Predestination cuts both ways. God predestined all things. God predestines, by direct control, the unbelief in the reprobates as directly as He predestines, by direct control, the faith in the Elect. Yet this is mostly said about invisible spiritual realities, such as forgiveness of sins. However, this is only one application for faith. We are commanded to have faith for all sorts of things that are given to us by the bloodshed and resurrection of Jesus Christ. If God has predestined you to have faith for healing, then you will have faith for it, just as if God predestines you to have faith for forgiveness, then you will have faith for it. But the issue here is that the accomplishments of Jesus atonement (antecedent) has necessary consequences (logically speaking, like a modus ponens). If the consequent is not there, then the antecedent is denied as well.
On the relative level ontology, which is how Jesus mostly speaks to us, we are commanded to acquire all these good blessings by faith in Him. Christian ethics are God’s commandments. These are not suggestions.
Thus, if there is no sanctification, then we would say, there is no proof of faith in the atonement. (I say this enthymeme as premise 2 and 3 of a modus tollens). Here are a few modus ponens (first premise only) with such gospel accomplishments and effects.
(p) If true faith for forgiveness of sins, (q) then necessarily sanctification will be evident.
(p) If faith in God’s love, (q) then necessarily love for your brother will be evident.
So far so good, but most do not connect these implications the way Jesus did in other applications of faith. For example, consider, Jesus when he replied,
If you remain in me and my words remain in you, ask whatever you want and it will be done for you.
My Father is glorified by this: that you bear much fruit [i.e. praying and getting what you want], and prove to be my disciples.

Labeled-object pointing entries
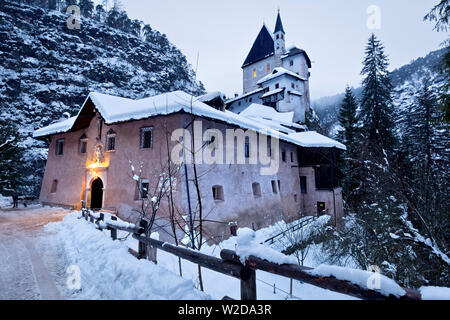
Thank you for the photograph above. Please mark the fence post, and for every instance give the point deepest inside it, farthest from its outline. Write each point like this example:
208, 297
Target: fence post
248, 283
113, 230
142, 249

## [Aim of the task]
Answer these questions from the passage on predestination and faith:
1. What does the passage say Christian ethics are?
2. In the first listed premise, what will necessarily be evident if there is true faith for forgiveness of sins?
3. In the quoted reply of Jesus, by what is the Father glorified?
The records aren't needed for this.

## [Right answer]
1. God's commandments, not suggestions.
2. Sanctification.
3. That you bear much fruit and prove to be his disciples.